▶ _SHORT EXERCISE A_
Answer these questions about the forum thread on an unknown London building:
(i) What four details does the first post ask readers to provide about the building?
(ii) Who does the first post say is shown during his latest stunt?
(iii) What is the username of the second poster?
▶ _SHORT EXERCISE B_
Resume the forum thread on the unknown London building, continuing after its final post.

▶ _DOCUMENT SECTION_
⁂

View Full Version : London - Unknown #1
ddny
October 13th, 2003, 09:43 PM
Not sure the name of this building. If you know the name, architect, year of completion, and architectural style...please inform us.
http://mywebpage.netscape.com/DDNY%20%20Y2K/london/lonunkown1/lonunknown2.jpg
http://mywebpage.netscape.com/DDNY%20%20Y2K/london/lonunkown1/lonunknown1.jpg
http://mywebpage.netscape.com/DDNY%20%20Y2K/london/lonunkown1/lonunknown3.jpg
http://mywebpage.netscape.com/DDNY%20%20Y2K/london/lonunkown1/lonunknown4.jpg
http://mywebpage.netscape.com/DDNY%20%20Y2K/london/lonunkown1/lonunknown5.jpg
http://mywebpage.netscape.com/DDNY%20%20Y2K/london/lonunkown1/lonunknown6.jpg
http://mywebpage.netscape.com/DDNY%20%20Y2K/london/lonunkown1/lonunknown7.jpg
Here's David Blaine during his latest stunt...
http://mywebpage.netscape.com/DDNY%20%20Y2K/london/lonunkown1/lonunknown8.jpg
Gulcrapek
October 13th, 2003, 09:47 PM
Looks Fosterish.

⁂

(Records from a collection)
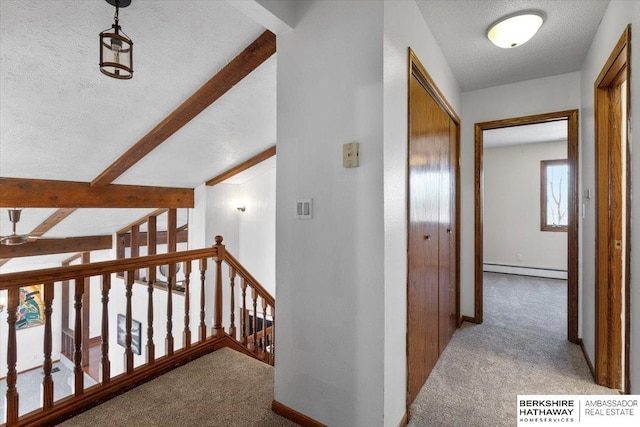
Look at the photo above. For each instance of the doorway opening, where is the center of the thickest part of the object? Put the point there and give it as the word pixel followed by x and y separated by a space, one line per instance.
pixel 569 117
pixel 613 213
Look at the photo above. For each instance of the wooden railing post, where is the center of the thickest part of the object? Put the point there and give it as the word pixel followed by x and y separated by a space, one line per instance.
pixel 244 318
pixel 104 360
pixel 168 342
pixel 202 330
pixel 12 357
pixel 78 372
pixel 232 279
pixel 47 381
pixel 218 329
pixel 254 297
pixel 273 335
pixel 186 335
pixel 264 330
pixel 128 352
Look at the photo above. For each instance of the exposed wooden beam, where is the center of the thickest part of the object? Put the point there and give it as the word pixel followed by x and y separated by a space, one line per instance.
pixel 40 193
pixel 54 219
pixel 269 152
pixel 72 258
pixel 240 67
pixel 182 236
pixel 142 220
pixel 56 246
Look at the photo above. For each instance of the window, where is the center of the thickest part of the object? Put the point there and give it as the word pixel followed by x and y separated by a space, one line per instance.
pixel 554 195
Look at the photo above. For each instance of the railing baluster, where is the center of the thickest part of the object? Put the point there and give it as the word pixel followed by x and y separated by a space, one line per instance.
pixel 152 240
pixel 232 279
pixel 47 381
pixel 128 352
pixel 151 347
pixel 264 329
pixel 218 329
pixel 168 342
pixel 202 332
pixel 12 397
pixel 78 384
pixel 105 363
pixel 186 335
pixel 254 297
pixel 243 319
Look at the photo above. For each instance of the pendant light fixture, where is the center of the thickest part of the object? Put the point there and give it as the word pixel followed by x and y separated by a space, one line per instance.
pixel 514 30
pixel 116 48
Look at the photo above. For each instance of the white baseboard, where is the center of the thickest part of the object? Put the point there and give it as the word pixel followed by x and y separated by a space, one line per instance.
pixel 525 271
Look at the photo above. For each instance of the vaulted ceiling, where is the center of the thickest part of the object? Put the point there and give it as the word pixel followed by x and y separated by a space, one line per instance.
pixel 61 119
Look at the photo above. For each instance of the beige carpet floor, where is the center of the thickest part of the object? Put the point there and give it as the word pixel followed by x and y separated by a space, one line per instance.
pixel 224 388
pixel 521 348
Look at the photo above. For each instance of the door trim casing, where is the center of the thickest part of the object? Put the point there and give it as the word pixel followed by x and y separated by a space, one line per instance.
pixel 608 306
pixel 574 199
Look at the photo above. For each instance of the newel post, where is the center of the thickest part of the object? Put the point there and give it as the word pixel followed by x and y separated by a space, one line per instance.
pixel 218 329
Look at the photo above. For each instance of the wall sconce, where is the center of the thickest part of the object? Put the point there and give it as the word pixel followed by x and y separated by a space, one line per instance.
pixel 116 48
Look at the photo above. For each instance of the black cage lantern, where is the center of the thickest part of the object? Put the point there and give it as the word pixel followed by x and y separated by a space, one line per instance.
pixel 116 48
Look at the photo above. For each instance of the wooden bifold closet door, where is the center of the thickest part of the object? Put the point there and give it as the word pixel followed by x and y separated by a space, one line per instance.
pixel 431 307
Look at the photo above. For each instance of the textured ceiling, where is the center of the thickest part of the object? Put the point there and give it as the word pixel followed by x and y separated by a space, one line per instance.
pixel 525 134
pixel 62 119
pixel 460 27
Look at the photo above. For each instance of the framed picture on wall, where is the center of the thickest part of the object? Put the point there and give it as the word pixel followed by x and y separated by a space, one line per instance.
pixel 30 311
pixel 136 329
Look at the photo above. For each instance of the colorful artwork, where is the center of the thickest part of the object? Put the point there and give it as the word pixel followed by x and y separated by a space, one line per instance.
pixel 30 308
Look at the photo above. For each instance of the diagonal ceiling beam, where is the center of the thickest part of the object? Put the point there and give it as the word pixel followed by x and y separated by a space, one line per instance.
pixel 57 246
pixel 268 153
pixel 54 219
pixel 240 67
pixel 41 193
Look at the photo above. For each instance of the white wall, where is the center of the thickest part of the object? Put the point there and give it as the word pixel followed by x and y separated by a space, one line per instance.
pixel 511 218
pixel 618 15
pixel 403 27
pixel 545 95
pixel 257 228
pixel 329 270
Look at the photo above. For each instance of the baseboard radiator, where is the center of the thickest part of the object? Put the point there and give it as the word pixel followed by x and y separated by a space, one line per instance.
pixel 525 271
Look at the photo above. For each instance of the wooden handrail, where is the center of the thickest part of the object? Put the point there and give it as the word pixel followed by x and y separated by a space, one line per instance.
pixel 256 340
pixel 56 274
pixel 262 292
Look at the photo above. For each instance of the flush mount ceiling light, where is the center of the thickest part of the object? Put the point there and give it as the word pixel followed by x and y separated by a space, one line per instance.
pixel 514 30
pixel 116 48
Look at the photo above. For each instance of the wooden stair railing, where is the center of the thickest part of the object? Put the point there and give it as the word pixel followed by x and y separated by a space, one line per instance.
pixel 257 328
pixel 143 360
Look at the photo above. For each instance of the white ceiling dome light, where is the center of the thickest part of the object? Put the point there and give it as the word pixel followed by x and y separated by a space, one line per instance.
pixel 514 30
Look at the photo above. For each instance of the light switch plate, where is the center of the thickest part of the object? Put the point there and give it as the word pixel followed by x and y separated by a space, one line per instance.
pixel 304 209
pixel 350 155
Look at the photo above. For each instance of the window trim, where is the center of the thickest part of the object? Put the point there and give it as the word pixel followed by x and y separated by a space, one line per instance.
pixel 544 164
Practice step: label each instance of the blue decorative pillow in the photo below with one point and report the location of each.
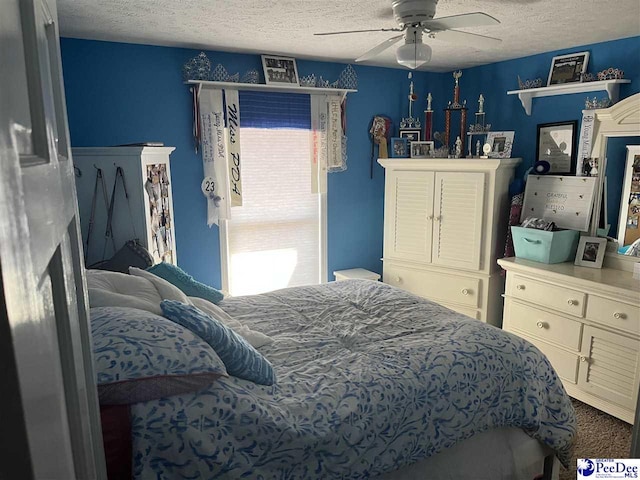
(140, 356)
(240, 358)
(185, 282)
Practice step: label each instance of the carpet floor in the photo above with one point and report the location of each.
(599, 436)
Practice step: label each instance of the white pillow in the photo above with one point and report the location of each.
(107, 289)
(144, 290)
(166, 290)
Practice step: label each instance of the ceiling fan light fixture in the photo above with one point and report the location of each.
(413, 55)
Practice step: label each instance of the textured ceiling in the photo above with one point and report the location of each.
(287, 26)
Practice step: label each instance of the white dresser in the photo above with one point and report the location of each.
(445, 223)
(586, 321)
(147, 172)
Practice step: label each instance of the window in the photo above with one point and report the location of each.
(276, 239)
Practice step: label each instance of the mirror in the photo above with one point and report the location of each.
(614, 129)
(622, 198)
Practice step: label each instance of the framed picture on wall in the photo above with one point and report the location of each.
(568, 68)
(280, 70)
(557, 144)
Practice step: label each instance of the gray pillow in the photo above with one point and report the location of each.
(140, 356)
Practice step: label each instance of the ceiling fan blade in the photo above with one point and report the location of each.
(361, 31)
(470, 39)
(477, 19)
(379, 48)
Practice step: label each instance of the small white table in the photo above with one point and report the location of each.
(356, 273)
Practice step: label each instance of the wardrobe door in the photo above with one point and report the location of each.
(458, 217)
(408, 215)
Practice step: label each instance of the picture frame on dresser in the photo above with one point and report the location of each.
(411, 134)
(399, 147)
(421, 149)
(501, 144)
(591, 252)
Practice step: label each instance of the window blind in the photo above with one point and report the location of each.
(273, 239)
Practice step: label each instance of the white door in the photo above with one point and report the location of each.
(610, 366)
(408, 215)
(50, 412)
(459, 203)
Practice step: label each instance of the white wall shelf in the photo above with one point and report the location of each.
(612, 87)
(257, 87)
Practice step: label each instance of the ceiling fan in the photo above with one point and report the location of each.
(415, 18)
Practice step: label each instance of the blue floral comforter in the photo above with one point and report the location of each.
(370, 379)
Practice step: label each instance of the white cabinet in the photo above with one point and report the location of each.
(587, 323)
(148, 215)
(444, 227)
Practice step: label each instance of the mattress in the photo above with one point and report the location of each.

⁂

▶ _EXPECTED OUTPUT A_
(i) The building's name, architect, year of completion, and architectural style.
(ii) David Blaine.
(iii) Gulcrapek.

▶ _EXPECTED OUTPUT B_
JMGarcia
October 13th, 2003, 09:48 PM
Norman Foster. Finished either late last year or early this year. It's the home of the London City Council I think.
Kris
October 13th, 2003, 10:09 PM
http://www.fosterandpartners.com/internetsite/html/Project.asp?JobNo=1027
I'm not fond of this one's martial look.
TLOZ Link5
October 13th, 2003, 11:29 PM
Definitely evokes a big ship. Check out those suits in the top-floor office.
JMGarcia
October 14th, 2003, 12:37 AM
It is nicknamed "the egg" in London. It has quite a prominent site on the Thames across from the City.
ablarc
October 14th, 2003, 08:31 AM
Fat and ugly. Much less sucessful than the gherkin.
emmeka
October 19th, 2003, 05:39 AM
Sometimes i feel like the odd one out, i love this building and so do most people in london. This and swiss Re and the eye are londons claim to fame, 'big ben' (ugh) has been finally forgotten.
Norman foster is reshaping the world and hes doing it really really well!
P.S. the top floor is public observation deck, those are tourists not 'suits'.
TLOZ Link5
October 19th, 2003, 01:35 PM
Don't worry, Em. No one's forgotten Saint Paul's or Big Ben. At least I haven't.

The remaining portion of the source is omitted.